■ **Exercise details**
Copy out the data below word for word, from the line with "If you could place a marker on the padlock shackle" through the last line of the data, including both of those lines.

Excerpts from a location annotation dataset
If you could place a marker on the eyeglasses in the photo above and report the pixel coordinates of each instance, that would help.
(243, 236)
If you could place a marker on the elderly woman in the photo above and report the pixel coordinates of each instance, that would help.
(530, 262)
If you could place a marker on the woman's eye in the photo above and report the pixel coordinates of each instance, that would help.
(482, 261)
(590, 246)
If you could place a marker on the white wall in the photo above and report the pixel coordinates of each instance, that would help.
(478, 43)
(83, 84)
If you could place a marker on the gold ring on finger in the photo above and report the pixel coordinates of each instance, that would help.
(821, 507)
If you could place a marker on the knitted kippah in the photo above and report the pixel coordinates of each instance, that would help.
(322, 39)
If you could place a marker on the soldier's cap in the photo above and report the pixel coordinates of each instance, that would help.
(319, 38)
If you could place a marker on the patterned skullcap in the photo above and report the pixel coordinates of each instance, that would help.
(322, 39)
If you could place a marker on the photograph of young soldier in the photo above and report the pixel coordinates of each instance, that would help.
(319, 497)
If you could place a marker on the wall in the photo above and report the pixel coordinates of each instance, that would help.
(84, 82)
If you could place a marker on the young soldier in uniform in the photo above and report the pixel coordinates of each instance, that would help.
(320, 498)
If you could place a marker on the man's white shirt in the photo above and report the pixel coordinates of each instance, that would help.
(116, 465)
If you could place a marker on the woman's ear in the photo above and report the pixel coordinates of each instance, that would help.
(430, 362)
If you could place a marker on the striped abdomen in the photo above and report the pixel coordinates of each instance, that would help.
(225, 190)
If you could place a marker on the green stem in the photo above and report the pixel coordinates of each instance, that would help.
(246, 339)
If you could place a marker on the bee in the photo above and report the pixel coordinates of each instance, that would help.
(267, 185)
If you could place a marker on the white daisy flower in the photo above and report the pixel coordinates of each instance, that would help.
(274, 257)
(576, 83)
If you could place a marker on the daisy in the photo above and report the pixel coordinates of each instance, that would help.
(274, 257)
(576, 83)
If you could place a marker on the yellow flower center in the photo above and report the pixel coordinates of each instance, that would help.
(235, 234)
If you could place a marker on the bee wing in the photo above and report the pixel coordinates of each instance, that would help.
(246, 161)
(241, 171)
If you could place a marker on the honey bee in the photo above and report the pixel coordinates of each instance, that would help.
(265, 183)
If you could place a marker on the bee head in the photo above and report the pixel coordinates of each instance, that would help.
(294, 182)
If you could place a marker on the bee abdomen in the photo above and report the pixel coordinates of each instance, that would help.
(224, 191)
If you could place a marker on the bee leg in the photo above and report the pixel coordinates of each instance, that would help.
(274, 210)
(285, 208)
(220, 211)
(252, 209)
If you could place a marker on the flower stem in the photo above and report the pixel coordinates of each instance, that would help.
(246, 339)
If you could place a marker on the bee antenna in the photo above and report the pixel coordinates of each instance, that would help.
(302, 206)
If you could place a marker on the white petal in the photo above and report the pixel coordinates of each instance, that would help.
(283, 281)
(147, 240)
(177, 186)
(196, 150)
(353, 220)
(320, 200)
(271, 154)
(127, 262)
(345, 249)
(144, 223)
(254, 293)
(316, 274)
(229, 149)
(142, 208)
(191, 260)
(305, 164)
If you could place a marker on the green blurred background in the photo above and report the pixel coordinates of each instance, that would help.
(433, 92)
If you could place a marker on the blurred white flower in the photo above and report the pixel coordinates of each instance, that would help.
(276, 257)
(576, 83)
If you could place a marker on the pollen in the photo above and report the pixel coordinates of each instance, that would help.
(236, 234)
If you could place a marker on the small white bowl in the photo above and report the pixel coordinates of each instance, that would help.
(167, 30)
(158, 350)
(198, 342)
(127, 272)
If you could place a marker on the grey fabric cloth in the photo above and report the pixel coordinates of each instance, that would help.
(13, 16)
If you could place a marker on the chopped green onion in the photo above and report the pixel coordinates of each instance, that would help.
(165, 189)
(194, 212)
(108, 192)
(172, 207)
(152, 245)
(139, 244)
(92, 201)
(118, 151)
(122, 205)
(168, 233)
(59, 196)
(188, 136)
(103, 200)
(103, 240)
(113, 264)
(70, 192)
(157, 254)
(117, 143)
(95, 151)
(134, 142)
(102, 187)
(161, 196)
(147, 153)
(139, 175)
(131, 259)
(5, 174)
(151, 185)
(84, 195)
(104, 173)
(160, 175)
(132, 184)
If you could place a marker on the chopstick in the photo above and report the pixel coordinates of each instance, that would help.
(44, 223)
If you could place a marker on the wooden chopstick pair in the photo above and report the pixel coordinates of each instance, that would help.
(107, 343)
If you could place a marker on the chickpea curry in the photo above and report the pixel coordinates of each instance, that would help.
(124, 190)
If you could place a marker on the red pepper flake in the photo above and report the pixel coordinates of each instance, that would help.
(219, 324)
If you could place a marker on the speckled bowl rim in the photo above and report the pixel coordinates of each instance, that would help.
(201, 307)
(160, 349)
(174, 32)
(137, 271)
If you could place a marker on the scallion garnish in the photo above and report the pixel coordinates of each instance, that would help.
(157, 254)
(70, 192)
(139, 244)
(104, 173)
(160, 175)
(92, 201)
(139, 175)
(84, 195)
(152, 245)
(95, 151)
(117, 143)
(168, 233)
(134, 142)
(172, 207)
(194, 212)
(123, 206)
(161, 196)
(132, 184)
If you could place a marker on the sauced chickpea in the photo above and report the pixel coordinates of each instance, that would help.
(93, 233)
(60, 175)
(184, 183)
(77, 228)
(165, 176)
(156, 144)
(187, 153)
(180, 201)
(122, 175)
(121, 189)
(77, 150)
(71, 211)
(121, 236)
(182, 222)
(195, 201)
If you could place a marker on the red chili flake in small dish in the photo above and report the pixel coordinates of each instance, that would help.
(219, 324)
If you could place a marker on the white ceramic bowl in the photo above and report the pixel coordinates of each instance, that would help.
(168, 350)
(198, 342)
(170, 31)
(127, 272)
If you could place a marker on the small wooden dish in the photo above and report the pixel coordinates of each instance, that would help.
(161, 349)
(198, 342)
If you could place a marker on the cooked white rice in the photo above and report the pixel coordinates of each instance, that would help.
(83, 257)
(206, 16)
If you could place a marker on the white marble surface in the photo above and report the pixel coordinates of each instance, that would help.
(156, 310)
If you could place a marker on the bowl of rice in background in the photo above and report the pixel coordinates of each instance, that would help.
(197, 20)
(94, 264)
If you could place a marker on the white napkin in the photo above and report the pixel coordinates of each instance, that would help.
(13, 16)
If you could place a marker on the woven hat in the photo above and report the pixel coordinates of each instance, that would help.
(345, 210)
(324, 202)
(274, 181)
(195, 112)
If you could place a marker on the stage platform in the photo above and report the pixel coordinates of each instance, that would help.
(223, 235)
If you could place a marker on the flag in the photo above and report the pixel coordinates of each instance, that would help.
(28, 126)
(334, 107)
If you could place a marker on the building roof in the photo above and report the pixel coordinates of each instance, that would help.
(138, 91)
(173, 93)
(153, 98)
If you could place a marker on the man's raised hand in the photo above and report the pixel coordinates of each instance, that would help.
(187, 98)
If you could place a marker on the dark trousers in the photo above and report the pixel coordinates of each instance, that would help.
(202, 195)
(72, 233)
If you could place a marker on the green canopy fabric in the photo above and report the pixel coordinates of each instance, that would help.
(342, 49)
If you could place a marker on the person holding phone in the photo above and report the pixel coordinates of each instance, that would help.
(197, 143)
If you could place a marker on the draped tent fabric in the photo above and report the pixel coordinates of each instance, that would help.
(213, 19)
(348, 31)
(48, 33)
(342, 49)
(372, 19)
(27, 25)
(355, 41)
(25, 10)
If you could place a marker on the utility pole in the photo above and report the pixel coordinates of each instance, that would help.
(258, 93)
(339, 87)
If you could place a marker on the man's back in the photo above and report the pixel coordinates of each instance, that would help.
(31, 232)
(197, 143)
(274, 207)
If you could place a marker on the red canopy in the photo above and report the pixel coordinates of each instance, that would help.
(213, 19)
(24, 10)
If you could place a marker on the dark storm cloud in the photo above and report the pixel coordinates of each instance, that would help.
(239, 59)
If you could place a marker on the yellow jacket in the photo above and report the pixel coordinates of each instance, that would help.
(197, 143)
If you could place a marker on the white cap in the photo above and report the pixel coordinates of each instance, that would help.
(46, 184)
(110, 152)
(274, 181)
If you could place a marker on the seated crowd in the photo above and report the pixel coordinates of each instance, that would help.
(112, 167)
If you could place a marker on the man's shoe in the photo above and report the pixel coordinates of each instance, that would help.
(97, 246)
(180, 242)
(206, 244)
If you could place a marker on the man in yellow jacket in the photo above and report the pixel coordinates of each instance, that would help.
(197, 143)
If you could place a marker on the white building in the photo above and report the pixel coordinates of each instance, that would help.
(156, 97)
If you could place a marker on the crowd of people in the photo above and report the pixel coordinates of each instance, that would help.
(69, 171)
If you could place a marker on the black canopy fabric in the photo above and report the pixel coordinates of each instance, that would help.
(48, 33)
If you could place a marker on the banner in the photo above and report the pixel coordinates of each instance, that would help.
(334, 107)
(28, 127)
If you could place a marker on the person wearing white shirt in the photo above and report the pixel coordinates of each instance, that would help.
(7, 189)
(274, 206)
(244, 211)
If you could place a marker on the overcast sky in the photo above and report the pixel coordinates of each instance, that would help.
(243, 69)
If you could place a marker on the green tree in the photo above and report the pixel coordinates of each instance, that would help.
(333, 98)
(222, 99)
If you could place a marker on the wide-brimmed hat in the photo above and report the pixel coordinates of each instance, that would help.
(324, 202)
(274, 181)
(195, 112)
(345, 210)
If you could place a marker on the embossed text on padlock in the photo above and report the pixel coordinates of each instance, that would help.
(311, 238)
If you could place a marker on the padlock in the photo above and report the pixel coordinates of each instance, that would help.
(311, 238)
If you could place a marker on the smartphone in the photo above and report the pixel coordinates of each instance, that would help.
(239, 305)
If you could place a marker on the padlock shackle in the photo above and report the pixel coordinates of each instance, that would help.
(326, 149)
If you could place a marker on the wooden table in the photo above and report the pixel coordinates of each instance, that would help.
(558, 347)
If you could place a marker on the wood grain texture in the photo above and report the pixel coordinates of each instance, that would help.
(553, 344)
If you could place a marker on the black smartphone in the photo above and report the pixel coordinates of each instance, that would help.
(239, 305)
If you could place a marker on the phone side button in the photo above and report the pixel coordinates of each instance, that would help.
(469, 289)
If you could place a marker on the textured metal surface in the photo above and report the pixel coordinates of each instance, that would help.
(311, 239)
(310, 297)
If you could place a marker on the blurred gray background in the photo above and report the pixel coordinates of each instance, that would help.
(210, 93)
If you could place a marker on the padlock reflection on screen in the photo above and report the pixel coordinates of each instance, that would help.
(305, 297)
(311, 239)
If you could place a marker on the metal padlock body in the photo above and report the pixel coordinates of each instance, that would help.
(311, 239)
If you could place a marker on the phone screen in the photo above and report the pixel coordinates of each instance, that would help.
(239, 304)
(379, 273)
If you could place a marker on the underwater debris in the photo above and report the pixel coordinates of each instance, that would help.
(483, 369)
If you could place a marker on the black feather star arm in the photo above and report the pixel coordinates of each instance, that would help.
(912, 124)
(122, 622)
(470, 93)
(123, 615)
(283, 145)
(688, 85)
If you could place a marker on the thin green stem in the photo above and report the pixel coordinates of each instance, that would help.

■ **Result of the task**
If you could place a marker on the padlock shackle in the photo above and report the pixel coordinates of each instance, that would help.
(326, 149)
If you could place a marker on the wooden table in the photo above and report the pixel coordinates of each instance, that would help.
(558, 347)
If you could place a marker on the wood grain texture in the photo above and report the pixel coordinates of each instance, that would help.
(553, 344)
If you could place a marker on the black smartphone in the photo above and report the pixel coordinates of each instance, that would help.
(239, 305)
If you could place a marker on the phone side button in the photo above and report the pixel coordinates of each instance, that would help.
(469, 289)
If you could place a marker on the textured metal surface in the photo above and report the pixel coordinates of each instance, that would help.
(311, 239)
(310, 297)
If you could place a marker on the blurred gray background in the photo above and report the pixel coordinates of each instance, that would help.
(210, 93)
If you could place a marker on the padlock reflection on screen in the photo above and report the pixel coordinates of each instance, that would help.
(305, 297)
(311, 239)
If you could place a marker on the metal padlock body in the photo above and report the pixel coordinates of each instance, that would help.
(311, 239)
If you could place a marker on the phone screen in the photo above and report the pixel coordinates of each instance, that would help.
(239, 304)
(379, 273)
If you could place a marker on the underwater debris in the photo above and report the pixel coordinates of each instance, that would help.
(483, 369)
If you could place a marker on the black feather star arm in the photo above and report the pixel coordinates of each instance, that would help.
(912, 124)
(122, 622)
(470, 93)
(123, 615)
(283, 145)
(688, 85)
If you could place a marker on the thin green stem in the photo above and report the pixel coordinates of each instance, that would help.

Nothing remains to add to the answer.